Work to complete: Work through the entries below and show every line in which "metal" is found.

Provided information:

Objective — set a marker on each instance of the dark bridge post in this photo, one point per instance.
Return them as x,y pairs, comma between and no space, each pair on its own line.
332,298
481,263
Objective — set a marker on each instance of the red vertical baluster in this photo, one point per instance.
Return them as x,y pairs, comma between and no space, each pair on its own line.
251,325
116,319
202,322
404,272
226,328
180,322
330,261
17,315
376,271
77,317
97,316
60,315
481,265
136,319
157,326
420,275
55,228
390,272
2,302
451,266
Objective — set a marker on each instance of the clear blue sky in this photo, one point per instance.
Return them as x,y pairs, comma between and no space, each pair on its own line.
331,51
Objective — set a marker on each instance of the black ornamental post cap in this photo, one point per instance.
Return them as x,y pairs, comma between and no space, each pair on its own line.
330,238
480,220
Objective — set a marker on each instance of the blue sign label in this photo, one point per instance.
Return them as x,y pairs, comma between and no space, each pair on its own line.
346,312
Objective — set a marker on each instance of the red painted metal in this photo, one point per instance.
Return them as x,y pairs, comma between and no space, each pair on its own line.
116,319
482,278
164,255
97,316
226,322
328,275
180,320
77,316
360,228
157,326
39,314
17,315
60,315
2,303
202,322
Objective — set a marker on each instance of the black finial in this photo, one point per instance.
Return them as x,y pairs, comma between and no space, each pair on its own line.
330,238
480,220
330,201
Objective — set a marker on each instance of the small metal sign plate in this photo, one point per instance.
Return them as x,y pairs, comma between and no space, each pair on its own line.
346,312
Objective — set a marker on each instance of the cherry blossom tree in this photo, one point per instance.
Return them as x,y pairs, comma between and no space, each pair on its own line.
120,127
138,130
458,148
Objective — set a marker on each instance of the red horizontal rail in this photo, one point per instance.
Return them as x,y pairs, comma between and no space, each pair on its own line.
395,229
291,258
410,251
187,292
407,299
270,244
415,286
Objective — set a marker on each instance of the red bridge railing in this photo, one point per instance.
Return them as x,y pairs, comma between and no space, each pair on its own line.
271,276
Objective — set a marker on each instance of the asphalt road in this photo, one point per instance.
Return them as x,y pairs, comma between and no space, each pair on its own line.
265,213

Exercise result:
Objective — set a marker on each instance of the red painted metal in this photo, one point per instance.
Objective — set a marker on each instance of the small metal sign plate in this photo, one point per instance.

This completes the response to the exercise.